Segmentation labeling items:
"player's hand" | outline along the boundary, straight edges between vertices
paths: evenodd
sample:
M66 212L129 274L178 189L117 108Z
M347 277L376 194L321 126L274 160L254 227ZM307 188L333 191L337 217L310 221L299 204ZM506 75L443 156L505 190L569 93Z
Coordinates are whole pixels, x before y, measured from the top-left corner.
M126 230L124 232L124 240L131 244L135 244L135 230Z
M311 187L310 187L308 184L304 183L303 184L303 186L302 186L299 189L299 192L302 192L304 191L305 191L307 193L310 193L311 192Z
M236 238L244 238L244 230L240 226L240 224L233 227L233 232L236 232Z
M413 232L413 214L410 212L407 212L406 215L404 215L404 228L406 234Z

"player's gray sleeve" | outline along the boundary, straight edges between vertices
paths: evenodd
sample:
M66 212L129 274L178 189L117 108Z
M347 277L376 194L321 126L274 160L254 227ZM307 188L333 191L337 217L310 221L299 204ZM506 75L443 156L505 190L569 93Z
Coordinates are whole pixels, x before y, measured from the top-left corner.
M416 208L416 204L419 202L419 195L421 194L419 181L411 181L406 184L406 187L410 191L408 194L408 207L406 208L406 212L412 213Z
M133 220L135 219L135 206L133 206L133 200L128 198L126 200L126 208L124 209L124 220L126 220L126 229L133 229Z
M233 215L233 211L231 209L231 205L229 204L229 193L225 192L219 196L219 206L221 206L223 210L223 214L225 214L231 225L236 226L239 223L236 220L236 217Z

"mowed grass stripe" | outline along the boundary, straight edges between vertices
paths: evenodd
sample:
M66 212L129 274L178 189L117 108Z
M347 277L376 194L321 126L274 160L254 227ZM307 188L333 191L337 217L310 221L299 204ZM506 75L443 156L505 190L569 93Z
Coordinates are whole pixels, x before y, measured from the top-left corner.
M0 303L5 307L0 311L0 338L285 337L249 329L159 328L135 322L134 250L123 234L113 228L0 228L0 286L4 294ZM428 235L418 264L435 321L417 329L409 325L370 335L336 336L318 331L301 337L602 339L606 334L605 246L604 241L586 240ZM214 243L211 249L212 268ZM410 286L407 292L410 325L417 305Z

--

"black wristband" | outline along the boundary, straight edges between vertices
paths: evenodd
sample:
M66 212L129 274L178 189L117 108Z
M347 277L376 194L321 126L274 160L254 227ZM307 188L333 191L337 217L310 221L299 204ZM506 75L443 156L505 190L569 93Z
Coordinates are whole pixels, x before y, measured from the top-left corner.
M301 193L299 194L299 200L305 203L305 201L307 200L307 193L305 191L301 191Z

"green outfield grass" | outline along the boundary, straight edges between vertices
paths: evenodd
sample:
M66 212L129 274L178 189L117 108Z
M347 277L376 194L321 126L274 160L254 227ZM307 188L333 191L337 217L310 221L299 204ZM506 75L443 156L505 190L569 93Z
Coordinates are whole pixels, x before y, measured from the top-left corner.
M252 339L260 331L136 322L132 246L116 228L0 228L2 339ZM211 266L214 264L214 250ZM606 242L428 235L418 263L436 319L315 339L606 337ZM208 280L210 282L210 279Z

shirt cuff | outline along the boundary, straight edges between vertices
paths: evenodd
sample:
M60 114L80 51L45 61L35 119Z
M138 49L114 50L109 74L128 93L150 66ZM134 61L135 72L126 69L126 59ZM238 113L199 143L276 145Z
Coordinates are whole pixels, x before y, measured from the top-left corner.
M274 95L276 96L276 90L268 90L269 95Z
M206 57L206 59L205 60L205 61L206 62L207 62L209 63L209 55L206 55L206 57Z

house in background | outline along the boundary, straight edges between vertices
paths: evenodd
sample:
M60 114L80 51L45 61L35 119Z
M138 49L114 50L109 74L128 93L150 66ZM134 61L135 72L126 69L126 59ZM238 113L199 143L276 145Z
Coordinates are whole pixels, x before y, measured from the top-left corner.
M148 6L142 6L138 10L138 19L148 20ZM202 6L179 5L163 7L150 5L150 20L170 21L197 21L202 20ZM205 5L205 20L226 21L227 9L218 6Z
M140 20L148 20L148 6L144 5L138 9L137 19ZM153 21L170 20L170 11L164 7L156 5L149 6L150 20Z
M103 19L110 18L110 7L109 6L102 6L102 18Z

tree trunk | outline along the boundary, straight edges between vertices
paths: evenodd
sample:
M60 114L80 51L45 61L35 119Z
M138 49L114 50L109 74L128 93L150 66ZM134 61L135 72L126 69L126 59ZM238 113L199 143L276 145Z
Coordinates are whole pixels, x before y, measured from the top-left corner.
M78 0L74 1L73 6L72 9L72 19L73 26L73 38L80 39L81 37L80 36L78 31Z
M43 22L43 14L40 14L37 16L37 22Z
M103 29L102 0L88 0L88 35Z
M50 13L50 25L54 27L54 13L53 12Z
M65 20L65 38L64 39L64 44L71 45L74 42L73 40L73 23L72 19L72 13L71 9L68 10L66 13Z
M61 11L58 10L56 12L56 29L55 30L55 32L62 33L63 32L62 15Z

--

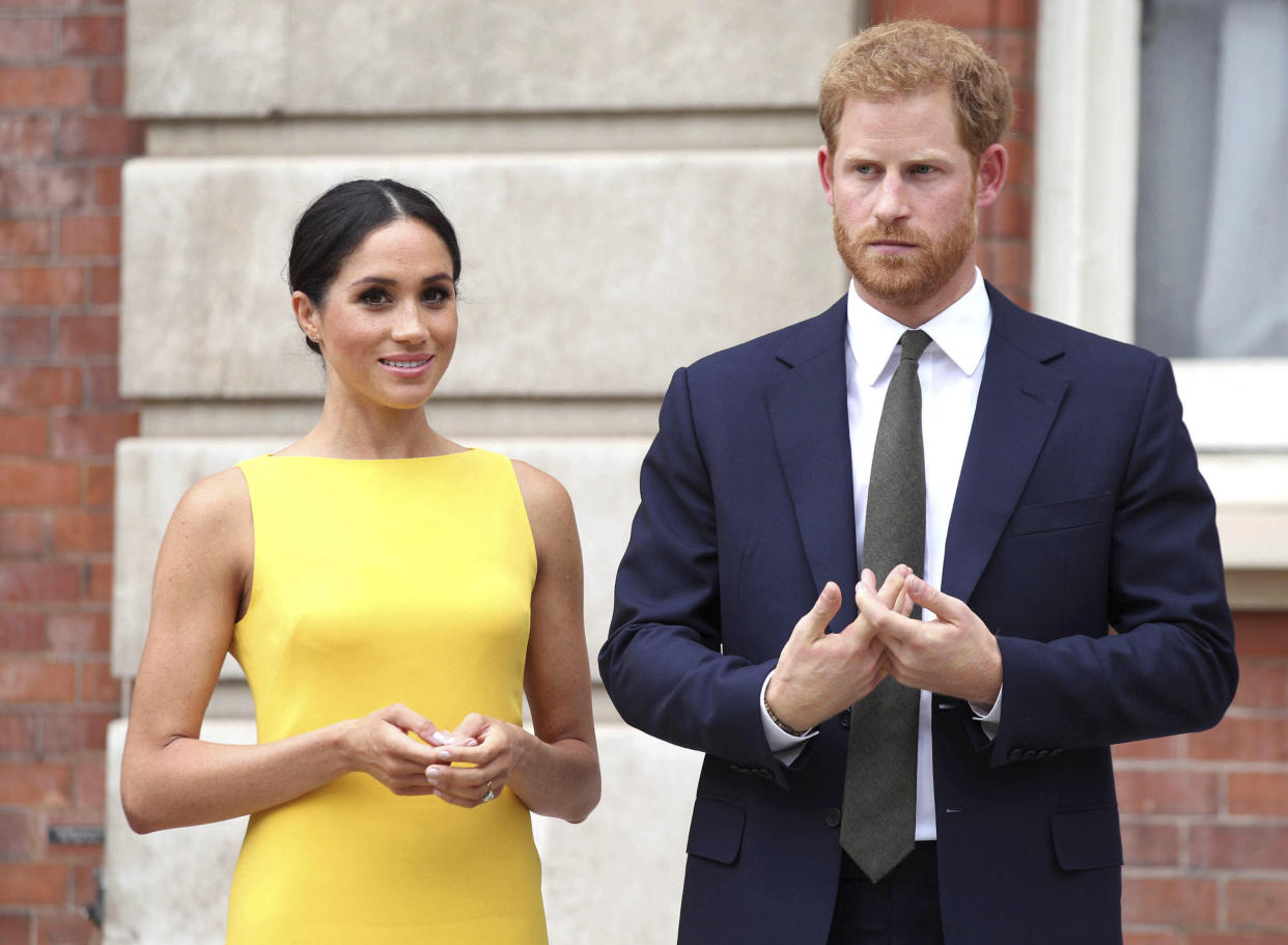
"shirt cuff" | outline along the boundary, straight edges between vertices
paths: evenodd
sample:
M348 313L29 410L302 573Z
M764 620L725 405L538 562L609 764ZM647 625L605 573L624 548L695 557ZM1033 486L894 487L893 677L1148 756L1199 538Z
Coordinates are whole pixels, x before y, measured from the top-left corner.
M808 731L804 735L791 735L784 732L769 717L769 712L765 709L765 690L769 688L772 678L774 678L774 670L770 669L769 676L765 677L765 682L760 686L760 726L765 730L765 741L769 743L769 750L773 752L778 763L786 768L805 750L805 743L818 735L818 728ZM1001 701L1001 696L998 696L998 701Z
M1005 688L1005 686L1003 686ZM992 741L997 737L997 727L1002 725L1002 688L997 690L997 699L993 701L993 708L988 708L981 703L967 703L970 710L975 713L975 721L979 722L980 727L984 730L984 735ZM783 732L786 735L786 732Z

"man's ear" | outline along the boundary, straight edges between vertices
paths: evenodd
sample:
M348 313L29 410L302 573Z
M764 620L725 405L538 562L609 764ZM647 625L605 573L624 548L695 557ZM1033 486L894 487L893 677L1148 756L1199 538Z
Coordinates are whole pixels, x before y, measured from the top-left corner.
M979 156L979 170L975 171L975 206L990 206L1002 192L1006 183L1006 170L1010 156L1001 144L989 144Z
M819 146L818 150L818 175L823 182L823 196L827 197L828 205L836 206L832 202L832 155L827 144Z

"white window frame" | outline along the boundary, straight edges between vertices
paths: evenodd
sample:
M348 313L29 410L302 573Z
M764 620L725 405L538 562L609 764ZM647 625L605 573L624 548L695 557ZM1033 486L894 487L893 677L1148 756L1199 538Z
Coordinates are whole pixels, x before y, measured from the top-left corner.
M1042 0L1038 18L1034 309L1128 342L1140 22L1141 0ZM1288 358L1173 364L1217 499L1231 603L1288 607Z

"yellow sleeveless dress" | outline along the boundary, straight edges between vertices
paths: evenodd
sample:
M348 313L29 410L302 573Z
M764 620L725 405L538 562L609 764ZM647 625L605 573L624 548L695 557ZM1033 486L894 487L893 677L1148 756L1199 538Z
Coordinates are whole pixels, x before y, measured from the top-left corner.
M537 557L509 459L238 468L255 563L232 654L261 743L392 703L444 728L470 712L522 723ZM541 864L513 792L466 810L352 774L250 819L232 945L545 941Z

- **WHAT YOU ARE ASKED TO DO**:
Please change "whole pixels" to "integer pixels" in the lines starting at the one containing "shirt cuff |" and ending at the one containing "M206 57L206 59L205". Return only those lines, with everything else left as it is.

- **SOLUTION TO THIS TASK**:
shirt cuff | outline along the boundary, straight edges between vertices
paths: evenodd
sample:
M60 114L80 51L45 61L35 119Z
M138 49L114 50L109 74L128 93L150 66ZM134 61L135 72L126 69L126 59ZM238 113L199 143L276 145Z
Coordinates are integer pixels, x before y, measured from the top-left corner.
M274 95L276 96L276 90L268 90L269 95Z
M206 57L206 59L205 60L205 61L206 62L207 62L209 63L209 55L206 55L206 57Z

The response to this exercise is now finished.